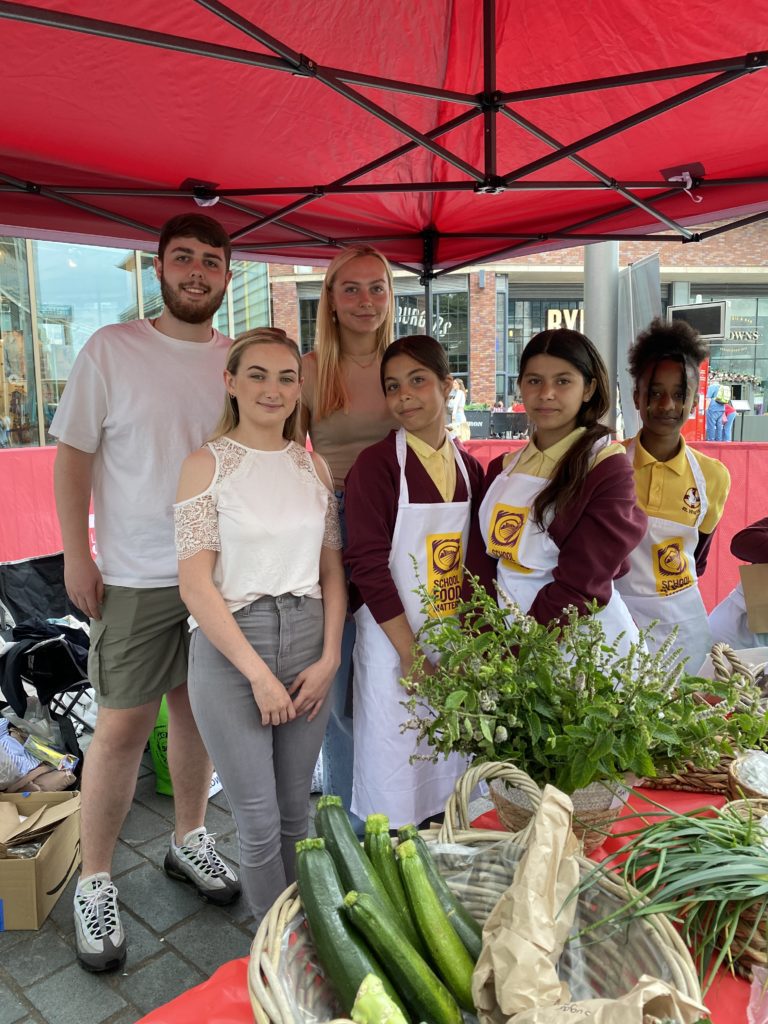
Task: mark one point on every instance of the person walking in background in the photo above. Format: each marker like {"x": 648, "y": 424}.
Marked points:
{"x": 560, "y": 515}
{"x": 729, "y": 416}
{"x": 140, "y": 396}
{"x": 717, "y": 396}
{"x": 343, "y": 412}
{"x": 728, "y": 621}
{"x": 682, "y": 492}
{"x": 260, "y": 571}
{"x": 459, "y": 424}
{"x": 410, "y": 508}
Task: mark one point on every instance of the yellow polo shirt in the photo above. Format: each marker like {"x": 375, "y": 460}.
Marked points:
{"x": 543, "y": 464}
{"x": 668, "y": 489}
{"x": 439, "y": 463}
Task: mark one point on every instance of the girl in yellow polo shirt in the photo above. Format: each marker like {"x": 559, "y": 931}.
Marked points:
{"x": 682, "y": 492}
{"x": 560, "y": 515}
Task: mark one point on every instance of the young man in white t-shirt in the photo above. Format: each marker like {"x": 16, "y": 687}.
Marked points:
{"x": 140, "y": 397}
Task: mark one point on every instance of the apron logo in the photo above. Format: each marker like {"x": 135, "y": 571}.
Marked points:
{"x": 444, "y": 572}
{"x": 507, "y": 523}
{"x": 691, "y": 501}
{"x": 671, "y": 566}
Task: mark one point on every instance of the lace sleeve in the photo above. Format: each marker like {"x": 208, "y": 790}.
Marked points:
{"x": 332, "y": 536}
{"x": 197, "y": 526}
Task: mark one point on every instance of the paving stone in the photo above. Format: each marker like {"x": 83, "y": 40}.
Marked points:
{"x": 147, "y": 795}
{"x": 209, "y": 940}
{"x": 158, "y": 982}
{"x": 142, "y": 824}
{"x": 11, "y": 1008}
{"x": 37, "y": 956}
{"x": 156, "y": 899}
{"x": 61, "y": 912}
{"x": 141, "y": 942}
{"x": 75, "y": 996}
{"x": 125, "y": 858}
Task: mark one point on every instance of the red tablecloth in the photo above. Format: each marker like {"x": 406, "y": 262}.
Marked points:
{"x": 223, "y": 998}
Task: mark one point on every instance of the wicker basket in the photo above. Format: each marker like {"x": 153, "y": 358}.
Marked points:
{"x": 609, "y": 964}
{"x": 737, "y": 788}
{"x": 693, "y": 778}
{"x": 595, "y": 808}
{"x": 750, "y": 945}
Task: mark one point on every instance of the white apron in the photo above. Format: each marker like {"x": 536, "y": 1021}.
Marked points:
{"x": 527, "y": 555}
{"x": 663, "y": 584}
{"x": 728, "y": 622}
{"x": 384, "y": 781}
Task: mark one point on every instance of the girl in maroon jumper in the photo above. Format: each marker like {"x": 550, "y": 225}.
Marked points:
{"x": 410, "y": 503}
{"x": 560, "y": 515}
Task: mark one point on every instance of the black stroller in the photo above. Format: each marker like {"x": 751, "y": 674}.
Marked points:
{"x": 52, "y": 657}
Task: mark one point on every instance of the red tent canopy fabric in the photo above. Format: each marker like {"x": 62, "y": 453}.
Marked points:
{"x": 442, "y": 132}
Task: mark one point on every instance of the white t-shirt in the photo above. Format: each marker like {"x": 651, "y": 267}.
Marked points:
{"x": 142, "y": 402}
{"x": 267, "y": 515}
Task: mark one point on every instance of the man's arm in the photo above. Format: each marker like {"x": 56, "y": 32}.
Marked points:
{"x": 72, "y": 482}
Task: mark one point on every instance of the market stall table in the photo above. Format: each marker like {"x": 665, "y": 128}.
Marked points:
{"x": 223, "y": 998}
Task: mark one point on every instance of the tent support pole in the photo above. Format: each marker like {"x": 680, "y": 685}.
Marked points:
{"x": 601, "y": 311}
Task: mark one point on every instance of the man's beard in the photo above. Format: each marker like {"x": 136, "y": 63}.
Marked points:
{"x": 184, "y": 310}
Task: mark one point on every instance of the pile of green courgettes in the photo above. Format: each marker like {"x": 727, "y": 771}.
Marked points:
{"x": 386, "y": 911}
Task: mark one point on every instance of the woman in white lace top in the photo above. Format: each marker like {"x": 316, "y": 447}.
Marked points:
{"x": 260, "y": 570}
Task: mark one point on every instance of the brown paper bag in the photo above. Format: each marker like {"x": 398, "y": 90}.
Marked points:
{"x": 755, "y": 586}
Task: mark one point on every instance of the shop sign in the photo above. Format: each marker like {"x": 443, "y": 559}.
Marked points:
{"x": 571, "y": 318}
{"x": 412, "y": 316}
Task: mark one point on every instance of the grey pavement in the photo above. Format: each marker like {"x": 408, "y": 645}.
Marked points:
{"x": 175, "y": 940}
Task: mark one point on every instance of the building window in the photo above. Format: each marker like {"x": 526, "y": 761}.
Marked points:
{"x": 18, "y": 409}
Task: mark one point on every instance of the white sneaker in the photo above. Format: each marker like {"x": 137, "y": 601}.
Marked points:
{"x": 98, "y": 933}
{"x": 196, "y": 861}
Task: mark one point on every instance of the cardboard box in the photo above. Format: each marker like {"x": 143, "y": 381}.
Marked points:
{"x": 30, "y": 888}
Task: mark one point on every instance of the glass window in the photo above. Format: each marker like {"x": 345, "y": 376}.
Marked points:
{"x": 78, "y": 289}
{"x": 250, "y": 296}
{"x": 18, "y": 412}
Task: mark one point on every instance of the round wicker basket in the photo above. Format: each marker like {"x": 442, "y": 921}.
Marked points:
{"x": 286, "y": 983}
{"x": 595, "y": 808}
{"x": 738, "y": 790}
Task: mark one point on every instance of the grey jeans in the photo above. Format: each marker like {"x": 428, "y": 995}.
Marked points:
{"x": 265, "y": 770}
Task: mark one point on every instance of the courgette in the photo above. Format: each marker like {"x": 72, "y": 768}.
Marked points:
{"x": 445, "y": 948}
{"x": 343, "y": 955}
{"x": 378, "y": 846}
{"x": 421, "y": 989}
{"x": 373, "y": 1006}
{"x": 355, "y": 870}
{"x": 468, "y": 930}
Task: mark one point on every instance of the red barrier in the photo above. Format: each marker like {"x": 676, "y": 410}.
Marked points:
{"x": 29, "y": 526}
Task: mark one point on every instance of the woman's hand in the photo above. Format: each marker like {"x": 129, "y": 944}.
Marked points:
{"x": 310, "y": 687}
{"x": 273, "y": 699}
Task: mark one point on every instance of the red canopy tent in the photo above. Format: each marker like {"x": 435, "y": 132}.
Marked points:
{"x": 443, "y": 132}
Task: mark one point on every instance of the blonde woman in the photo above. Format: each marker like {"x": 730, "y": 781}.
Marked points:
{"x": 343, "y": 412}
{"x": 260, "y": 571}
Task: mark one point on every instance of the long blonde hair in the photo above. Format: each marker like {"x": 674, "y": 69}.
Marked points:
{"x": 331, "y": 393}
{"x": 259, "y": 336}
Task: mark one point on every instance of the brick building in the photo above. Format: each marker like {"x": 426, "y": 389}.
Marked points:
{"x": 486, "y": 313}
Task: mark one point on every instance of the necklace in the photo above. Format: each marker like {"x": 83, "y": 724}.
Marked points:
{"x": 364, "y": 361}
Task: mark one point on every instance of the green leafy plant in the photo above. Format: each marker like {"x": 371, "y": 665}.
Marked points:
{"x": 708, "y": 870}
{"x": 563, "y": 705}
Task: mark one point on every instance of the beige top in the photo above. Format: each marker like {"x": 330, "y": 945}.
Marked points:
{"x": 341, "y": 436}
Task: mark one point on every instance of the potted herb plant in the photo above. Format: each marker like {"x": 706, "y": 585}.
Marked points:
{"x": 563, "y": 706}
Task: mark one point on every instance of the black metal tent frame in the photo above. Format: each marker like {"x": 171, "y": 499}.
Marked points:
{"x": 488, "y": 104}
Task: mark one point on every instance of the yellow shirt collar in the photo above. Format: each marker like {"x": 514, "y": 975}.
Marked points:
{"x": 678, "y": 464}
{"x": 552, "y": 454}
{"x": 425, "y": 451}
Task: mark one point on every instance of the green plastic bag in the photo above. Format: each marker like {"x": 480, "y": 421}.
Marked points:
{"x": 159, "y": 752}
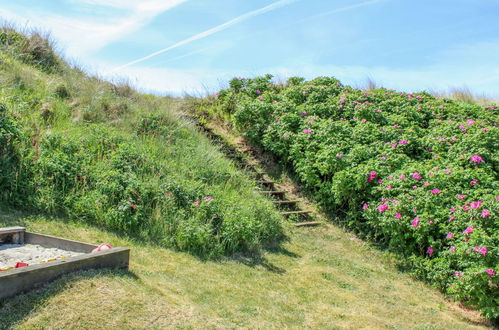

__Given task__: Please reproduce word for word the stretch of the records from the line containing "Task: mark one point on every instance of the green plastic" through their end, leaving the pictures out of your answer.

__Answer__:
Task: mark one point on every instance of the green plastic bag in the photo above. Format: each marker like {"x": 480, "y": 421}.
Marked points:
{"x": 159, "y": 752}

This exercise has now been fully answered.